課題の目的:
本文のうち、「図1には、螺合する際の注出キ」という語句で始まり「がある、として表記している。」で終わる部分を、一字も変えずに書き写すこと。
══ 本文 ══
図1には、容器本体の口部内部にフィルムを付設した例を示すが、例えば、容器本体の口部先端を加熱して樹脂を融着して薄膜を形成し、内容物を密封することもできる。したがって、フィルムとは、注出キャップの注出筒の先端を突き刺し貫通できる程度の厚さを備えた膜体を意味するものであり、このような膜体であれば、すべてを本発明の注出キャップが貫通するフィルムとして用いることができる。
【0016】
注出キャップ(1)の側壁内面(1a)と、容器本体(3)の口部(3a)には螺旋が設けられており、注出キャップを水平方向に回転させながら、互いの螺旋を螺合して注出キャップを容器本体に取り付ける。
【0017】
注出キャップの天板部(5)の下面から外部と連通する略円筒形状の注出筒(4)が下方に延び出しており、容器本体の口部への注出キャップの螺合が進むと、注出筒が下降し、フィルムを貫通する。
【0018】
注出筒は、注出キャップの水平回転により円滑にフィルムを貫通できるものであれば足りるため、厳密な円筒形状に限定されるものではなく、例えば、楕円筒形状や多角筒形状等の軸心周りに回転対称な筒形状であればすべて用いることができる。
【0019】
注出筒(4)の先端略円周上には、螺合する回転方向と反対側の側面に切り欠き部(7)を設けた左右非対称形状のカッターを設ける。
図1には、螺合する際の注出キャップの水平方向の回転が、上方から見て時計回りの態様例を示すが、この態様例では螺合する回転方向と反対側の側面に相当するカッターの右側面に、切り欠き部を設けている。
【0020】
このように切り欠き部を設けることにより、カッターの先端は角度を小さくすることができるため、フィルムを突き刺し、貫通しやすくなる。また、切り欠き部は、回転方向と反対側の側面に設けるが、仮に、回転方向の側面に設けるとすると、切り欠いた部分の垂直断面が抵抗となり、カッターがフィルムを切り裂きながら進むことが困難となり、開栓作業を円滑に行うことができない。
【0021】
図2は、カッターの数や形状が異なる注出キャップについて評価した結果を示すが、切り欠き部を回転方向と反対側の側面に設けたカッターについては、いずれの評価項目においても良好な結果を得ることができた。尚、評価項目のフィルムの開孔性とは、フィルムを突き刺し、切り裂いて注出筒がフィルムを貫通する容易性を評価したものであり、評価の結果を◎:非常にすぐれる、〇:すぐれる、×:劣る、として表記する。また、回転トルクとは、注出キャップを回転させるために必要な力の程度を評価したものであり、評価の結果を◎:回転トルクは一定、〇:回転トルクはほぼ一定、×:回転トルクにムラがある、として表記している。
【0022】
注出筒の先端略円周上には、先端の高さ位置が異なる複数のカッターを設けることができる。カッターを複数設けることにより、あらゆるフィルムを確実に突き刺し、貫通することが可能となる。また、高さが異なる複数のカッターを設けることにより、それぞれのカッターがフィルムを突き刺す位置を調整することができる。これにより、切断されず、周囲と連結した箇所をフィルムに残すことが可能となり、全周を切断されたフィルム片が内容物中に落下し、落下したフィルム片が使用中に注出筒の連通孔に入り込み、内容物の注出が不可能となる事態を防止することができる。
═══
══ データ抜粋 ══
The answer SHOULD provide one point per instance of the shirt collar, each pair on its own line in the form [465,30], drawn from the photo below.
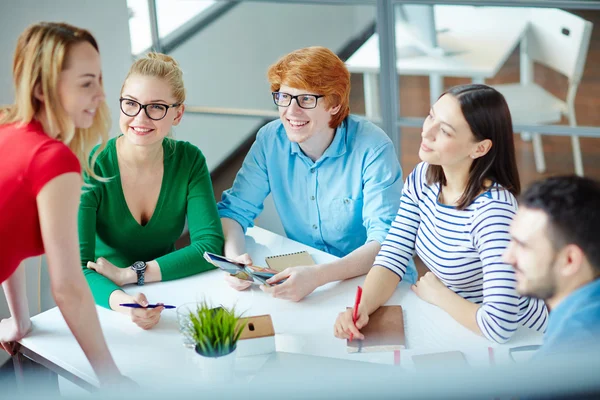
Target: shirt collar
═══
回答:
図1には、螺合する際の注出キャップの水平方向の回転が、上方から見て時計回りの態様例を示すが、この態様例では螺合する回転方向と反対側の側面に相当するカッターの右側面に、切り欠き部を設けている。
【0020】
このように切り欠き部を設けることにより、カッターの先端は角度を小さくすることができるため、フィルムを突き刺し、貫通しやすくなる。また、切り欠き部は、回転方向と反対側の側面に設けるが、仮に、回転方向の側面に設けるとすると、切り欠いた部分の垂直断面が抵抗となり、カッターがフィルムを切り裂きながら進むことが困難となり、開栓作業を円滑に行うことができない。
【0021】
図2は、カッターの数や形状が異なる注出キャップについて評価した結果を示すが、切り欠き部を回転方向と反対側の側面に設けたカッターについては、いずれの評価項目においても良好な結果を得ることができた。尚、評価項目のフィルムの開孔性とは、フィルムを突き刺し、切り裂いて注出筒がフィルムを貫通する容易性を評価したものであり、評価の結果を◎:非常にすぐれる、〇:すぐれる、×:劣る、として表記する。また、回転トルクとは、注出キャップを回転させるために必要な力の程度を評価したものであり、評価の結果を◎:回転トルクは一定、〇:回転トルクはほぼ一定、×:回転トルクにムラがある、として表記している。